**提供テキスト**
____

勢いだけで始めてしまった。そう、これは「でっかい画面でゲームをするとおもしろいよ!」と言いたいだけの記事なのである。
発案者のつくね伯爵宅にはひとり暮らしにも関わらず「10万円で4K60型じゃん!?」とノリだけで購入したテレビがある。間取り的には大きすぎで普段は邪魔でしかないが、オープンワールド系のゲームをプレイすると迫力満点。勢いで買った決断は間違いなかった。
謎の成功体験のせいか、積もり積もった“でっかい画面でゲームがしたい”欲が夏の陽気で暴発寸前! 編集部のメンバーを巻き込んで、プロジェクターを使っていろいろと遊んでみた。
プロジェクターで投影したいゲーム選手権
プロジェクターが貴方の夢を叶えます
調べてみるとBenQからゲーミングプロジェクターなるものが発売されていたので、今回の企画にぴったりだということで用意。
“X3000i”は2022年3月30日に発売されたハイエンドゲーミングプロジェクター。4K UHD(3840×2160)の解像度で、明るさは3,000ANSIルーメン、光源は4LED(RGBB)を採用しており、一般的なLED光源と比べて8~12%ほど明るい仕上がり。
何が“ゲーミング”なのかと言うと、ストレスのない操作体験がポイントなのだという。昔のプロジェクターは投影画面が薄かったが、昨今のモデルはくっきり。X3000iもDCI-P3 カバー率100%の広色域、50万:1の高コントラスト比で、ゲームの世界をメリハリのついた陰影で鮮やかに再現。さらに低遅延なので激しいアクションゲームもふつうにプレイできる。
また、3つの専用ゲームモードを用意しており、RPG、FPS、スポーツゲームにおすすめの効果や表現でゲームを楽しめるという。遅延は1080p/240Hz動作時は4.16ms。今回の企画でアクションやリズミゲームさまざまなタイトルをプレイしたが、違和感なくゲームに集中できた。
X3000iの購入はこちら (Amazon.co.jp)なお、X3000iの販売価格は31万800円(Amazon実勢価格は26万910円 ※2022年9月9日時点)。価格的や設置場所的ににハードルが高いという方は、モバイルプロジェクターなどの選択肢もアリだろう。

____

**提供データ**
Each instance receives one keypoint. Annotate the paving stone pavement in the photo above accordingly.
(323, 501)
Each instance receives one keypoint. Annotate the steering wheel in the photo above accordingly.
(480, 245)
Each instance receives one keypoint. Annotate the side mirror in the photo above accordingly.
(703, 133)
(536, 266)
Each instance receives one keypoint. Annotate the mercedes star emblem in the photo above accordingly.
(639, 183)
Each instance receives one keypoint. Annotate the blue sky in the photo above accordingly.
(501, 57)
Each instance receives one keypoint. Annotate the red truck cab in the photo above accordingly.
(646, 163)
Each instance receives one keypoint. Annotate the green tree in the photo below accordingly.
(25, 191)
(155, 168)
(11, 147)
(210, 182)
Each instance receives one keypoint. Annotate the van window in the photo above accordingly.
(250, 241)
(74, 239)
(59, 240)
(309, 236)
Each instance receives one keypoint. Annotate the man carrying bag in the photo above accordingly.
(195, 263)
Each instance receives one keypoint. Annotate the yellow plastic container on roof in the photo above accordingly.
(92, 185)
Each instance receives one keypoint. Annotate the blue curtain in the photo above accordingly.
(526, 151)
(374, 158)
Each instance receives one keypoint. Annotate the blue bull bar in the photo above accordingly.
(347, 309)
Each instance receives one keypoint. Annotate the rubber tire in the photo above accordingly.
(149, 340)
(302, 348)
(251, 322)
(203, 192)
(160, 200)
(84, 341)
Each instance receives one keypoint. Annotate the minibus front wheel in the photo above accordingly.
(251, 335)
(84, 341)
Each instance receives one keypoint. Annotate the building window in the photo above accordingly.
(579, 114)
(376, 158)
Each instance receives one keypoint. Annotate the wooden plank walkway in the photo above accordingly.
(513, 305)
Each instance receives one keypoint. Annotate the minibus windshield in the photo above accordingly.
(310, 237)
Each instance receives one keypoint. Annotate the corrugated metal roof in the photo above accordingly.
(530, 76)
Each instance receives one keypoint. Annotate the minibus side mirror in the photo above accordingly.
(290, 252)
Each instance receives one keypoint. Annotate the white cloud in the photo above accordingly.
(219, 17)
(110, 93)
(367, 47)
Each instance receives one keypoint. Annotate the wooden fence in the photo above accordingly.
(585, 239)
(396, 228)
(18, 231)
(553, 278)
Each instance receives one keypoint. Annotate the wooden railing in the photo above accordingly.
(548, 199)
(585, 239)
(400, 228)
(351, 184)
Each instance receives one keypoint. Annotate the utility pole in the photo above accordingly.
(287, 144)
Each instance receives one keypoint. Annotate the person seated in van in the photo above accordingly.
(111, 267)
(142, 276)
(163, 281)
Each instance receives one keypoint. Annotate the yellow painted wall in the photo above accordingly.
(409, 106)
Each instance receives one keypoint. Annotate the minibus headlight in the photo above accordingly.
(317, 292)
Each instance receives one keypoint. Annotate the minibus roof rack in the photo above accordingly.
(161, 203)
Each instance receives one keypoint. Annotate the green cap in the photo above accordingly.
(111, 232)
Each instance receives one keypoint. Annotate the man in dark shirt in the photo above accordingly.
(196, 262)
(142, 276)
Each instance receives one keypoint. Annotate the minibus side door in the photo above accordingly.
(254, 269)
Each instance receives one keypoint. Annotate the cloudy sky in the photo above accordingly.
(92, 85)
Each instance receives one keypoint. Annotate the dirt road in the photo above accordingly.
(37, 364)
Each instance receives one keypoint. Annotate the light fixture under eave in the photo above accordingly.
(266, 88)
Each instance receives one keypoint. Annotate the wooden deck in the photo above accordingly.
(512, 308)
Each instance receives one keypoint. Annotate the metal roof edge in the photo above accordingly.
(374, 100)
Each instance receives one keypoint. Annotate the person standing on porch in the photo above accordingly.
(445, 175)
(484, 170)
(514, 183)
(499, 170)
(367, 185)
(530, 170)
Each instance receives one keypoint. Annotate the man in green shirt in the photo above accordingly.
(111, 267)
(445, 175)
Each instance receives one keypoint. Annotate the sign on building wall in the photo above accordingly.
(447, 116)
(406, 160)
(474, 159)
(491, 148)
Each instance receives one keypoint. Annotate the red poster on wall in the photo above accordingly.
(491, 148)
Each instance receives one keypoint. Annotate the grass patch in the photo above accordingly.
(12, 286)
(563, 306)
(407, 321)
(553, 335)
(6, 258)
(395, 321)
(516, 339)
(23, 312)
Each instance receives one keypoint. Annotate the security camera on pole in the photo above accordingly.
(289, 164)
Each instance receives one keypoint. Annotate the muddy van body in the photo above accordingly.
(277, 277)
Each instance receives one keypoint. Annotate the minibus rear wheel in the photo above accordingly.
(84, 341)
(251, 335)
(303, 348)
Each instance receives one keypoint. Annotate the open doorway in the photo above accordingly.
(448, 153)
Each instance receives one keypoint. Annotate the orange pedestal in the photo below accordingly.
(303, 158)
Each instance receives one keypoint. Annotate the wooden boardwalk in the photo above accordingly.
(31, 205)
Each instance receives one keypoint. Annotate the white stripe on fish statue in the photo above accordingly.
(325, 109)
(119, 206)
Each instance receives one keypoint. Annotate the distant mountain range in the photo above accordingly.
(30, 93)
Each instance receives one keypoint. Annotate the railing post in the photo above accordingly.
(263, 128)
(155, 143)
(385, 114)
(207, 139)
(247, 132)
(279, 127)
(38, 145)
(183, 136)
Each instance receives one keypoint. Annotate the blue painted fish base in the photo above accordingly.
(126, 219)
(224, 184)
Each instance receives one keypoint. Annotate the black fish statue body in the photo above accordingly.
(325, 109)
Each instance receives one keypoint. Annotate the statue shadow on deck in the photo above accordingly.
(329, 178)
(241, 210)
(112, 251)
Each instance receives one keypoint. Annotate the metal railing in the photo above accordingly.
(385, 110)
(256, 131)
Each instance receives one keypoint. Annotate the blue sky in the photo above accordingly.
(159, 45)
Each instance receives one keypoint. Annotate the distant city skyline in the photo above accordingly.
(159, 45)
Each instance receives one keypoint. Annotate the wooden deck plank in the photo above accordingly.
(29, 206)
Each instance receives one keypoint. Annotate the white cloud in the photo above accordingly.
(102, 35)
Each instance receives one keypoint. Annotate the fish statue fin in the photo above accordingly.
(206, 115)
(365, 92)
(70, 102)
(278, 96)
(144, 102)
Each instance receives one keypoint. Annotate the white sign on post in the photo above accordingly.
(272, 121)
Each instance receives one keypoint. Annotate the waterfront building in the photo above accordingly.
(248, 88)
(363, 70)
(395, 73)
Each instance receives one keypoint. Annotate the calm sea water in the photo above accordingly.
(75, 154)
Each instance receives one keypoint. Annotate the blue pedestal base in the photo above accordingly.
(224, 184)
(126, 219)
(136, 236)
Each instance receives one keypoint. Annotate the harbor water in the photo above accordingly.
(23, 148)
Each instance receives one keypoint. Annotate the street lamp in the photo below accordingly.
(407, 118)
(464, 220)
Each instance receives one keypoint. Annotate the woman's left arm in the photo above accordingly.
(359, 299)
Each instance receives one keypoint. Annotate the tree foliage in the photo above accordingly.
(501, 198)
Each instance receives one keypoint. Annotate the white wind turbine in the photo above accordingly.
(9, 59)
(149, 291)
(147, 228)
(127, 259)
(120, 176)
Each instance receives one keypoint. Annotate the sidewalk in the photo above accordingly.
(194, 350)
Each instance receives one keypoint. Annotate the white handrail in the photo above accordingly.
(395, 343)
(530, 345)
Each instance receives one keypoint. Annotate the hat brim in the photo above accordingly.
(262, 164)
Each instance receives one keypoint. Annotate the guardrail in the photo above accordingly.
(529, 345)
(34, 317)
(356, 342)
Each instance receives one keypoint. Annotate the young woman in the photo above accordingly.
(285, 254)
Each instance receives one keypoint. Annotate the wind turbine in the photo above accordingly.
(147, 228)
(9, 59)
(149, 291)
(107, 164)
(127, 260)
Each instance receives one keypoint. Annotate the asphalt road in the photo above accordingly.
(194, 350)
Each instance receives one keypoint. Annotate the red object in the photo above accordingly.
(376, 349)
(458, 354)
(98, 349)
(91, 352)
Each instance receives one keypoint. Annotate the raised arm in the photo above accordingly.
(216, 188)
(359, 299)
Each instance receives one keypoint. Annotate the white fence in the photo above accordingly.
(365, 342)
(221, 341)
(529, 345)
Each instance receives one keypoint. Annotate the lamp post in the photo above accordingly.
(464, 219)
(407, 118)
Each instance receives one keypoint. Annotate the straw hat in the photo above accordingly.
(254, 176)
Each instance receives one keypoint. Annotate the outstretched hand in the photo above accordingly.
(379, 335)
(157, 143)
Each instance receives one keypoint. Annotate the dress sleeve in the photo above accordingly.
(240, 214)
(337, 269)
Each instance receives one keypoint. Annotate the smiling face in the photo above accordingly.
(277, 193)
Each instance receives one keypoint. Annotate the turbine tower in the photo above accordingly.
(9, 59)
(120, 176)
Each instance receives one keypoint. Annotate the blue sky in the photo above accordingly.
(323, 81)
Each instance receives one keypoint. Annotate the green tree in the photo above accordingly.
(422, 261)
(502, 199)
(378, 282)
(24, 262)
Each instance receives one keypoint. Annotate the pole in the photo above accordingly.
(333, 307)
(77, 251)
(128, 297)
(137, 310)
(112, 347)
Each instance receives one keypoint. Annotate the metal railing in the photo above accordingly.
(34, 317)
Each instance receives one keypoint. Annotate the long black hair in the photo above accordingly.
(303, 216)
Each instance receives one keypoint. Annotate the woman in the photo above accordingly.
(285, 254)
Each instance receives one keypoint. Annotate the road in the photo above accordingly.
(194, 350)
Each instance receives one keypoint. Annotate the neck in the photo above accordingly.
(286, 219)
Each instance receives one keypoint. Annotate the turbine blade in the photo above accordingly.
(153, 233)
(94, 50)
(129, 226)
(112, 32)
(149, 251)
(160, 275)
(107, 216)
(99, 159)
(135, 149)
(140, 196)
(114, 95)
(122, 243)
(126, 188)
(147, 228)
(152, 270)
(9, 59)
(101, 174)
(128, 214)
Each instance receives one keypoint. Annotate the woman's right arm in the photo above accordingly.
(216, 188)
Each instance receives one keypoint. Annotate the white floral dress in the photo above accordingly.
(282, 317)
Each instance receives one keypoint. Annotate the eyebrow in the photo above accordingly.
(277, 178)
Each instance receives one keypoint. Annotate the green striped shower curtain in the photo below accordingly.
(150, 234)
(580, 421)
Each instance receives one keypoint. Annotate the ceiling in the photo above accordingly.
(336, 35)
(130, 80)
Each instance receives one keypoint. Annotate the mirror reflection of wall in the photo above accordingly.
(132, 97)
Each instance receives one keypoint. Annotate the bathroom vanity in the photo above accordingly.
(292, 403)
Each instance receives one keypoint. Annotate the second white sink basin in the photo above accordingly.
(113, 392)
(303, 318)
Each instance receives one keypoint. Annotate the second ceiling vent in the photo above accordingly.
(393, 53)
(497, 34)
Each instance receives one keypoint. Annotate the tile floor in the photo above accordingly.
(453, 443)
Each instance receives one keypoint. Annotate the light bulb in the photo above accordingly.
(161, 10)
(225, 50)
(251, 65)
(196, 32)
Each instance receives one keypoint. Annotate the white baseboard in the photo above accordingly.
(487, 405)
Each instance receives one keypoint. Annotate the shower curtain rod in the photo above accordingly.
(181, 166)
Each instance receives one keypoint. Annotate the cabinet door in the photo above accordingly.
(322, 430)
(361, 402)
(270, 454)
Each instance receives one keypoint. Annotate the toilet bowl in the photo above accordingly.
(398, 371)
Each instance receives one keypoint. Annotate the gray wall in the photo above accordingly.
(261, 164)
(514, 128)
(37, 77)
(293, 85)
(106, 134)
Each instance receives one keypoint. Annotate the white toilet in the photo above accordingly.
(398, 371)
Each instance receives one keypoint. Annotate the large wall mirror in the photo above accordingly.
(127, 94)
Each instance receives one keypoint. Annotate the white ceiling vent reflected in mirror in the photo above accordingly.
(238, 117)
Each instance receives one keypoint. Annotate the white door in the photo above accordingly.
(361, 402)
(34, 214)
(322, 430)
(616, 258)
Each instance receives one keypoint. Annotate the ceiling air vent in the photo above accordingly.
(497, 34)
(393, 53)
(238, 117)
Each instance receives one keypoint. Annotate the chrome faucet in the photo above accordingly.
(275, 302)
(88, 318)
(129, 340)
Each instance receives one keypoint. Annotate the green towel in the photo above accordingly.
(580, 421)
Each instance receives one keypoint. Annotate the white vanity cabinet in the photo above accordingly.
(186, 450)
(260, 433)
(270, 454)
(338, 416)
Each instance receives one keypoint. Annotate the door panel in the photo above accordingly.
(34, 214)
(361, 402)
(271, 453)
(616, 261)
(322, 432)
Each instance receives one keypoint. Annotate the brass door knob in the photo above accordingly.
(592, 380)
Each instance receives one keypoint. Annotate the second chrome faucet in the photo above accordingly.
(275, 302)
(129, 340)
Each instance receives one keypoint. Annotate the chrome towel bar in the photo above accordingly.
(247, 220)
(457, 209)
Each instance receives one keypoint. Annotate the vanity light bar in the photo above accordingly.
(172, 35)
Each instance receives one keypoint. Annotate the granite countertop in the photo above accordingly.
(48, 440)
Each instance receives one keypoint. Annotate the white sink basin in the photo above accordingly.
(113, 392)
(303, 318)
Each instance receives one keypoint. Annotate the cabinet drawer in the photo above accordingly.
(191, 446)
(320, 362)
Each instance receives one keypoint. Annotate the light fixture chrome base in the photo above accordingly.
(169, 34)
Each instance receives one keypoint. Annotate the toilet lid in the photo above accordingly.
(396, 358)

____

**作業指示**
ゲーミングプロジェクターの記事について、最後の文に続く部分を書き進めてください。 上記のエントリは、ゲーミングプロジェクターの記事とは別個の資料です。

**回答**
モバイルプロジェクターではAnkerから発売されている“Nebula Capsule II”がオススメ。500ml缶より小さいのに、HDMI接続でゲームもでき、Android TV 9.0搭載ということもあってYouTubeやAmazon プライム ビデオを気軽に投影可能。バッテリー駆動で動画を2.5時間再生可能だから、おうちはもちろんアウトドアでも活躍できそうだ。こちらはAmazon販売価格69990円[税込]。
Anker Nebula Capsule IIの購入はこちら (Amazon.co.jp)……と、プロジェクターを紹介しておけば記事としての体裁は整っただろう。ここからは編集部の面々が楽しくゲームをするターンに入りますので、ご理解いただければ幸甚に存じます。よろしくお願いします。
遊ぶ人(1)つくね伯爵
物欲がお盛んで、たくさんカートに突っ込む日々。最近のブームはふるさと納税の返礼品調べ。
遊ぶ人(2)常在戦場常広
休みの日はベッドでアニメ&映画ざんまい。ドライブインシアターで映画を見るのが憧れ。
遊ぶ人(3)ミス・ユースケ
生まれて初めての大画面テレビは某アニメ会社の忘年会の抽選で当たった。来世までの運をすべて使い果たしている。
プロジェクターと『カップヘッド』は相性バツグン!
常広「映画みたいに投影するって想像したとき真っ先に『Cuphead』(カップヘッド)をプレイしたくなりました」
『Cuphead』はカートゥーンアニメーションで描かれた難度の高い横スクロールアクションゲーム。Netflixではアニメ『ザ・カップヘッド・ショウ!』が公開され、2022年6月30日にはDLC『The Delicious Last Course』(デリシャス・ラスト・コース)が配信された。
つくね「もともとフィルム調だから、こういうアニメ映画としてみれちゃう」
常広「3Dバリバリのグラフィックもいいけど、『Cuphead』みたいな雰囲気も好きなんですよ。トーンがしっかりしている作品は投影すると映えますね。あと、難しいアクションゲームだから遅延が気になってましたけど、いまのところまったく違和感はない!」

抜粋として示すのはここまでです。